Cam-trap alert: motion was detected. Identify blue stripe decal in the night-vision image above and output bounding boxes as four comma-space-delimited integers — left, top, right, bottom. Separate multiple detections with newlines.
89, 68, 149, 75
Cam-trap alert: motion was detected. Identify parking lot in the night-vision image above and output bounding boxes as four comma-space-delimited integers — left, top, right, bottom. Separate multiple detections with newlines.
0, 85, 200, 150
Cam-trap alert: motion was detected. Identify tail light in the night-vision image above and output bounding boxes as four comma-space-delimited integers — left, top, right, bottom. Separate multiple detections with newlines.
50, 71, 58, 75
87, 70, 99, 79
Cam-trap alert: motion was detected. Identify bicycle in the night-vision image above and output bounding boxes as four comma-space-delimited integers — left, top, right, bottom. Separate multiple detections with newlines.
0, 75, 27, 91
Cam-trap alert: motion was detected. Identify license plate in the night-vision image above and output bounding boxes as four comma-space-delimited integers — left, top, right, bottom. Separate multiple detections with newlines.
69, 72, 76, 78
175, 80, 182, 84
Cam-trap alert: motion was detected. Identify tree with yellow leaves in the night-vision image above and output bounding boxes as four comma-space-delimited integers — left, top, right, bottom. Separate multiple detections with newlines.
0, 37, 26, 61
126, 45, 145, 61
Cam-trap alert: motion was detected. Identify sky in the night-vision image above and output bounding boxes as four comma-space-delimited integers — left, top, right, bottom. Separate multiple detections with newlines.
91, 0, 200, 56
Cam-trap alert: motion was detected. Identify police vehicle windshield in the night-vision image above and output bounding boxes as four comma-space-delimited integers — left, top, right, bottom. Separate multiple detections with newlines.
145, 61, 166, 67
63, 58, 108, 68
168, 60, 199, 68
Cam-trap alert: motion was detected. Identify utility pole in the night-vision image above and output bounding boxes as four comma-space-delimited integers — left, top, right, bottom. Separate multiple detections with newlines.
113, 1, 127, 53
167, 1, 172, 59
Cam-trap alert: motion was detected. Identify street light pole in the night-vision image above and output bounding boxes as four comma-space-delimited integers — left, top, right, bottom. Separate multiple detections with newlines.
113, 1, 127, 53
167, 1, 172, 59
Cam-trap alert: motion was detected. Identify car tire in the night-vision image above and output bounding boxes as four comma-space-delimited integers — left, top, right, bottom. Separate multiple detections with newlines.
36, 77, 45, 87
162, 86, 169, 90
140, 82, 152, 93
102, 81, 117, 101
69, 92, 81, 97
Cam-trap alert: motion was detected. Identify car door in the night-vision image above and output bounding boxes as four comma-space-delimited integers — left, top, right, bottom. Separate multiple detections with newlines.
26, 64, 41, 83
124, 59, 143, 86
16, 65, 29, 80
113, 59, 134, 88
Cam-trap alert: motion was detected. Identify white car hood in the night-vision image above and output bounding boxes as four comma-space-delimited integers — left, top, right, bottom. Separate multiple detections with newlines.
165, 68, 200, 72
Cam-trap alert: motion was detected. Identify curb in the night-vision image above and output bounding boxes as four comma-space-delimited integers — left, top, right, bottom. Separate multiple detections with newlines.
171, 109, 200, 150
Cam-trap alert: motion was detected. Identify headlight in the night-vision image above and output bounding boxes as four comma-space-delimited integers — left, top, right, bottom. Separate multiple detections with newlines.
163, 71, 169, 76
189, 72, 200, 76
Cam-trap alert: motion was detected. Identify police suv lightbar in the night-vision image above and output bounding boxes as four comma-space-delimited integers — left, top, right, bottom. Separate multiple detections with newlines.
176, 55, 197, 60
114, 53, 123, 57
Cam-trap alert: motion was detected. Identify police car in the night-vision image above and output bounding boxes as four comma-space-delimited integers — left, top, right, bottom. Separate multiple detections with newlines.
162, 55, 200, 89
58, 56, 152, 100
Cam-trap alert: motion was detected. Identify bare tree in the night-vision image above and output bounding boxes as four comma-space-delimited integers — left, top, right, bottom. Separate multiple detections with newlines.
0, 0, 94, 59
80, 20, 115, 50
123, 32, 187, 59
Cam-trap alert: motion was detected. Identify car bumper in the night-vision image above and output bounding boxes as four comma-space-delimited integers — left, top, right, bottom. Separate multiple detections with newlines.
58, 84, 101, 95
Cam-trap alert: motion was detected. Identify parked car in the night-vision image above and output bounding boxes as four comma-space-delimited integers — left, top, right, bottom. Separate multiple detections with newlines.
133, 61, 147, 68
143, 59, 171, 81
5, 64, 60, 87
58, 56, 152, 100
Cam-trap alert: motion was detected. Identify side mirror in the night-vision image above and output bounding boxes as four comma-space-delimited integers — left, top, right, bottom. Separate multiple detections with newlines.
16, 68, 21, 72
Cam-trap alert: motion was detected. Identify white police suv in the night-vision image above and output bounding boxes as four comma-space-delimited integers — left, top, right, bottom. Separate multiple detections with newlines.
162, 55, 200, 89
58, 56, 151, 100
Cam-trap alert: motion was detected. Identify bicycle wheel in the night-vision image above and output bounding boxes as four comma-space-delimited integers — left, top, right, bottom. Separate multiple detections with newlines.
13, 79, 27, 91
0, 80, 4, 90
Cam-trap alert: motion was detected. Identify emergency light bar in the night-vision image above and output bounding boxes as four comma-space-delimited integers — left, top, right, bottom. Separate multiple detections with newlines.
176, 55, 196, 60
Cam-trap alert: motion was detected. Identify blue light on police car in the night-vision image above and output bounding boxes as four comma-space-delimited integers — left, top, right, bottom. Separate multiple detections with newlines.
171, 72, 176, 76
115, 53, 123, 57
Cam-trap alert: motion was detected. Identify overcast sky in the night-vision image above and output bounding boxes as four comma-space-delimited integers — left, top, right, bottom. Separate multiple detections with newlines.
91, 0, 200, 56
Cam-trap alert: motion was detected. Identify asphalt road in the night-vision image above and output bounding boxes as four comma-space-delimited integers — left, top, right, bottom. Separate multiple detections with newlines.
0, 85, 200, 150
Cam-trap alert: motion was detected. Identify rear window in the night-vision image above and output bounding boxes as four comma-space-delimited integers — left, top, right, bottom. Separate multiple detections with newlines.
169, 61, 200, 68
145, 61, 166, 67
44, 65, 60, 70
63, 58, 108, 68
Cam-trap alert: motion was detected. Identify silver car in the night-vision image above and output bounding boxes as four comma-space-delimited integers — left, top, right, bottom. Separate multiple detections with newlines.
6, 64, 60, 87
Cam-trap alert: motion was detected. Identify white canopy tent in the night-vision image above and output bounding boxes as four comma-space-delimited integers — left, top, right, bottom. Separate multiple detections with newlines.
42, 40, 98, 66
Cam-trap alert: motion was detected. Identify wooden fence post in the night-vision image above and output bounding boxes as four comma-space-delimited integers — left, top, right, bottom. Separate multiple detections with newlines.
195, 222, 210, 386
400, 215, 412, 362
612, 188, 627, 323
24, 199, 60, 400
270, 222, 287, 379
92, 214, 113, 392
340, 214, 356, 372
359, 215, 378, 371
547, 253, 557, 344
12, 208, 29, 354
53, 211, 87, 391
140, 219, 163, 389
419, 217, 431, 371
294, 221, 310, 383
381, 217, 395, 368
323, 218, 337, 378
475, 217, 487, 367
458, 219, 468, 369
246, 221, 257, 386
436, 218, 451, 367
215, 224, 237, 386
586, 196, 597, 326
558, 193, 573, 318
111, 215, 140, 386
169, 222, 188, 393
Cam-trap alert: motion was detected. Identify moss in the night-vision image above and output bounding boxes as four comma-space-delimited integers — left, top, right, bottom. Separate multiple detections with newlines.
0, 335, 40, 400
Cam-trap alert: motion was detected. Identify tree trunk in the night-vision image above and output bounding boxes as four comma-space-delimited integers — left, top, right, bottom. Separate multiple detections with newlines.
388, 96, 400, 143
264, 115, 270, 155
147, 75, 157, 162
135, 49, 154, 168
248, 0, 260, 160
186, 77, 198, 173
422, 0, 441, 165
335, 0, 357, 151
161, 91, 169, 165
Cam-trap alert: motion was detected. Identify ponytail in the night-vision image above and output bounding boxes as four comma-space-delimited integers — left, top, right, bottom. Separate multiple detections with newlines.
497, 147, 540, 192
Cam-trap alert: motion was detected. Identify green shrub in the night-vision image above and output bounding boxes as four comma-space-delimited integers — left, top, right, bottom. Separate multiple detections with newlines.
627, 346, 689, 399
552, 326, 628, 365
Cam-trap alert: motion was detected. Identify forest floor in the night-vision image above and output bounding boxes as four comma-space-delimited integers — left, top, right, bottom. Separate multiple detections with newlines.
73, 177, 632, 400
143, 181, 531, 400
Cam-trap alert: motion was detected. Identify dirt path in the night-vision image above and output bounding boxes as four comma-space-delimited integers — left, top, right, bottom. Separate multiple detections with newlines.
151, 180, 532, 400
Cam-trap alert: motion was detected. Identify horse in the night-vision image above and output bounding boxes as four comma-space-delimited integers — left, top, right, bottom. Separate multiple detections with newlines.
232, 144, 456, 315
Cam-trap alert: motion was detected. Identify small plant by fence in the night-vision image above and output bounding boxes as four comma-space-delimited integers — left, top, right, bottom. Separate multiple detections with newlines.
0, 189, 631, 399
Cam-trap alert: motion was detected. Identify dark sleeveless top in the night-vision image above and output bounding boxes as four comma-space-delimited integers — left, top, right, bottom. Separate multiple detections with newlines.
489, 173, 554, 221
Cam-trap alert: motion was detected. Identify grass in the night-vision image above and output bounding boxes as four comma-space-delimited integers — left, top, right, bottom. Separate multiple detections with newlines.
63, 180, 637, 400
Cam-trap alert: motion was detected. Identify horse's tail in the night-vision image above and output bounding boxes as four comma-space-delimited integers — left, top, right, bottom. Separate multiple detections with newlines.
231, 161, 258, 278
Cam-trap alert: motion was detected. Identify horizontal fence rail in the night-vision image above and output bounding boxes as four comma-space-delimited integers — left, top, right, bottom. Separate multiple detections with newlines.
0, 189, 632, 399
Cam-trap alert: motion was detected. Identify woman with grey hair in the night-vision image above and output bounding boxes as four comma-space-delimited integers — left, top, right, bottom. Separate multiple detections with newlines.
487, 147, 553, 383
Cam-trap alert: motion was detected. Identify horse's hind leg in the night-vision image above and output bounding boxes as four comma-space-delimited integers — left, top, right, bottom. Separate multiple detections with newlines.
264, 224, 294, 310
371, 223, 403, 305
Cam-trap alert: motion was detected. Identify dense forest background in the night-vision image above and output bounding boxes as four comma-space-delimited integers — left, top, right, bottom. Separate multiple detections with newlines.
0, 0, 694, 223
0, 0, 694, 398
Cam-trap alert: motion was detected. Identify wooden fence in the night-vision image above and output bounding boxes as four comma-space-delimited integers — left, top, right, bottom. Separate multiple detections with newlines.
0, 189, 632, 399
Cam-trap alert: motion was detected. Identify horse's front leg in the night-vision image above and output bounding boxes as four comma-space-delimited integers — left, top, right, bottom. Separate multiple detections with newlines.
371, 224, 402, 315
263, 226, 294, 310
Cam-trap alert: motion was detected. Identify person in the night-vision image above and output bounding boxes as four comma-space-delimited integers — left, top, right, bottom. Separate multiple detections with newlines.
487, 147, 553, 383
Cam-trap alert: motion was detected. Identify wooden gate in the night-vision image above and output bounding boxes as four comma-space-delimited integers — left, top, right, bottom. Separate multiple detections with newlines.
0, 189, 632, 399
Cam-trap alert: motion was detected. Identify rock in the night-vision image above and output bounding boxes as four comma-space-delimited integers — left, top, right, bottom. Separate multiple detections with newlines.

Exercise description: Reproduce, word for word, the stretch of items above from the line containing "Cam-trap alert: motion was detected. Identify police suv" through the line containing "58, 84, 101, 95", including both of those lines.

Worked answer:
Cam-trap alert: motion was detected. Identify police suv lightbar in the night-vision image above and output bounding boxes as four comma-space-delimited integers — left, top, right, bottom. Separate multiple detections with newlines.
176, 55, 197, 60
114, 53, 123, 57
Cam-trap alert: motion was detected. Identify police car in the night-vision image above and output bounding boxes as four comma-space-delimited integers — left, top, right, bottom. Separate multiple detections with newlines.
162, 55, 200, 89
58, 56, 152, 100
Cam-trap alert: motion was detected. Identify bare tree in the night-vision image above and output bounding boxes as four comma-space-delimited integers — left, top, right, bottom. Separate multiple detections with newlines.
0, 0, 94, 59
80, 20, 115, 50
123, 32, 187, 59
Cam-trap alert: motion was detected. Identify car bumper in the night-vision image above and output bounding boxes as four comma-space-delimited integers — left, top, right, bottom. Separate multiple detections with newlines.
58, 84, 101, 95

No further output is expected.